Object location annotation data
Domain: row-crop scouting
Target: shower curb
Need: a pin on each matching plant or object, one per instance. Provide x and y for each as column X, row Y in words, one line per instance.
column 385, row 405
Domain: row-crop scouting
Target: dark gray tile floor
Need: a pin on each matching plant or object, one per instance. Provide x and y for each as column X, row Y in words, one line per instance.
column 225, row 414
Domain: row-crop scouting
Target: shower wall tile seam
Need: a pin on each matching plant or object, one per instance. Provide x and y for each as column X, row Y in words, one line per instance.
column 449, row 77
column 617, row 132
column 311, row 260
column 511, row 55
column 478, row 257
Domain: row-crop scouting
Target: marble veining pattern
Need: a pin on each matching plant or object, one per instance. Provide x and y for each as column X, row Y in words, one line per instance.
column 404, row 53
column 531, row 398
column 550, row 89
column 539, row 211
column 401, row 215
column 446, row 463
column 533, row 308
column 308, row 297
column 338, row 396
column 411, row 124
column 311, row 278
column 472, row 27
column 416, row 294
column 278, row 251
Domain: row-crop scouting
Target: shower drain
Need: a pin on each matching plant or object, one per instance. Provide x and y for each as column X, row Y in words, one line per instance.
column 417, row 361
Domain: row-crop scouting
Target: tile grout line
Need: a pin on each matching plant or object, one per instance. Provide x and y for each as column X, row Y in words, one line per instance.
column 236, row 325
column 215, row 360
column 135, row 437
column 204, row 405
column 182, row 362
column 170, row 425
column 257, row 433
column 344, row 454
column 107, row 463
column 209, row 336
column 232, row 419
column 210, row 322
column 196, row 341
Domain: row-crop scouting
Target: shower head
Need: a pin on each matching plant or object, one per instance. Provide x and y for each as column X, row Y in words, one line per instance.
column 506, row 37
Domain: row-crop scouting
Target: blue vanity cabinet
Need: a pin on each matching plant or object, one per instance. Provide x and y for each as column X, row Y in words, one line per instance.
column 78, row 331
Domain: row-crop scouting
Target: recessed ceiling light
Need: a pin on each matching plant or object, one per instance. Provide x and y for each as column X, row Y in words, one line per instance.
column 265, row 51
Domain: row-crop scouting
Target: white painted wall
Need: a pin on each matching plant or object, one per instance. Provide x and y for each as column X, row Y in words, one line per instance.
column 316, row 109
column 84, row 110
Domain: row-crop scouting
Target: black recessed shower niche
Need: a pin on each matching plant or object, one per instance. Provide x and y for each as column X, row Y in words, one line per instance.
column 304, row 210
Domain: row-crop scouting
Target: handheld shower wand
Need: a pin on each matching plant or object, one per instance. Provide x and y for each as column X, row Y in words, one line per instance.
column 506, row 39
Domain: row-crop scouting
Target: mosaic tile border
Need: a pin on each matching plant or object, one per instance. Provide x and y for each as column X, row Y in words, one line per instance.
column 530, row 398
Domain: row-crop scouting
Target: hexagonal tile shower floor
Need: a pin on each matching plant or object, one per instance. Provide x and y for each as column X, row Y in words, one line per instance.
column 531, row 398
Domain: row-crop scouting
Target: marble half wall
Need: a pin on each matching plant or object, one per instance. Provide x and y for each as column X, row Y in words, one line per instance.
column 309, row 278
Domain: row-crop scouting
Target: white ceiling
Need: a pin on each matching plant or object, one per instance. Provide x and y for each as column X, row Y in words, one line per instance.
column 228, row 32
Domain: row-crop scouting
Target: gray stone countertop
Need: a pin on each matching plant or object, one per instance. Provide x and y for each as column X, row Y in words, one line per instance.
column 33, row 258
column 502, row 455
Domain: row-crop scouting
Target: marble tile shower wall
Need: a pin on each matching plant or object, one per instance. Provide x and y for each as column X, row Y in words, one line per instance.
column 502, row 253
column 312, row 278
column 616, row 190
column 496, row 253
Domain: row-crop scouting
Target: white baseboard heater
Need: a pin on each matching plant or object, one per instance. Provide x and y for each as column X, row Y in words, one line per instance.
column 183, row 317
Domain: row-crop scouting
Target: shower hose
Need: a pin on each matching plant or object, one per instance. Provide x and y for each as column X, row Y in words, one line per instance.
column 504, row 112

Task
Change every "row-crop scouting" in the records to "bathroom inspection" and repeat the records with everything else left as it is.

Full response
Domain: bathroom inspection
Target: shower curb
Need: a pin on each matching plant or object, one per instance. Provide x and y for each as column X, row Y in words, one line per instance.
column 385, row 405
Domain: bathroom inspection
Target: dark gray tile floor
Need: a pin on each matching plant or object, one per instance. Provide x and y for each as column X, row Y in words, one line per instance.
column 225, row 414
Domain: bathroom inspection
Target: shower wall tile seam
Need: a pin on each matching plant or object, one per instance. Provide x and y for each as column X, row Y in words, one line per instance.
column 449, row 77
column 617, row 132
column 311, row 260
column 511, row 55
column 478, row 257
Domain: bathroom inspection
Target: marble veining pattern
Need: a pin on each matching plant or object, one per instance. Provide x and y for each as column X, row Y in words, one line per instance.
column 404, row 53
column 531, row 398
column 550, row 89
column 539, row 211
column 401, row 215
column 446, row 463
column 533, row 308
column 308, row 297
column 338, row 396
column 411, row 124
column 311, row 278
column 472, row 27
column 416, row 294
column 278, row 251
Domain: bathroom inspection
Target: shower drain
Need: a pin on each matching plant or object, one per instance. Provide x and y for each as column X, row Y in words, one line per instance.
column 417, row 361
Domain: bathroom inspection
Target: tile grout line
Need: a pin on each matching plant or object, one per instance. Provide x and y for each as column X, row Y in words, one line per instance.
column 236, row 325
column 215, row 360
column 135, row 437
column 204, row 405
column 182, row 362
column 170, row 425
column 257, row 433
column 344, row 454
column 107, row 463
column 209, row 336
column 232, row 419
column 210, row 322
column 196, row 341
Domain: bathroom inspection
Target: shower head
Need: a pin on each matching plant or object, one per instance. Provide x and y for each as column X, row Y in words, one line per instance.
column 506, row 37
Domain: bathroom inspection
Target: blue vanity cabinet
Need: a pin on each matching plant or object, one per instance. Provide x and y for each as column X, row Y in words, one line per instance.
column 78, row 331
Domain: bathroom inspection
Target: recessed ceiling light
Need: a pin on each matching plant or object, one per instance. Provide x and y for each as column X, row Y in words, one line per instance.
column 265, row 51
Domain: bathroom inspection
Target: white painted wall
Need: a pin on each matching plant or object, one per instance. Provide x and y for each as column X, row Y in words, one line per instance.
column 316, row 109
column 84, row 110
Domain: bathroom inspection
Target: black recessed shower niche
Need: a pin on each matching plant or object, one per instance. Provide x and y for each as column X, row Y in words, one line per instance.
column 304, row 210
Domain: bathroom inspection
Target: handheld shower wand
Need: a pin on each matching plant or object, one per instance. Provide x and y for each as column X, row Y in words, one line per instance.
column 506, row 39
Domain: bathroom inspection
Target: mosaic tile border
Need: a pin on each matching plant or object, one per instance. Provide x and y for each as column X, row Y in words, one line per instance.
column 530, row 398
Domain: bathroom inspection
Target: hexagonal tile shower floor
Need: a pin on each matching plant or object, one per instance. Provide x and y for each as column X, row Y in words, one line per instance.
column 531, row 398
Domain: bathroom inspection
Target: marble half wall
Need: a pin on each matching plant or object, one per instance. Provide x and y for each as column X, row Y in words, one line per instance.
column 309, row 278
Domain: bathroom inspection
Target: white ceiling
Need: a pin on each matching plant or object, one per instance. Provide x and y for each as column X, row Y in words, one line per instance.
column 228, row 32
Domain: bathroom inspection
Target: gray stone countertop
Need: a pin on each matching plant or object, one per instance. Provide x and y for each as column X, row Y in words, one line per instance.
column 33, row 258
column 502, row 455
Domain: bathroom inspection
Target: marble tile shower wall
Need: a pin on each matching plant or object, one per instance. Provide x and y for each as column X, row Y in words, one line per instance.
column 502, row 253
column 312, row 278
column 616, row 190
column 496, row 253
Domain: bathroom inspection
Target: white baseboard heater
Need: a pin on each matching plant or object, one per instance. Provide x and y for each as column X, row Y in words, one line per instance.
column 183, row 317
Domain: bathroom inspection
Target: shower hose
Need: a pin on each matching plant or object, one per instance. Provide x and y for each as column X, row Y in words, one line per instance.
column 504, row 112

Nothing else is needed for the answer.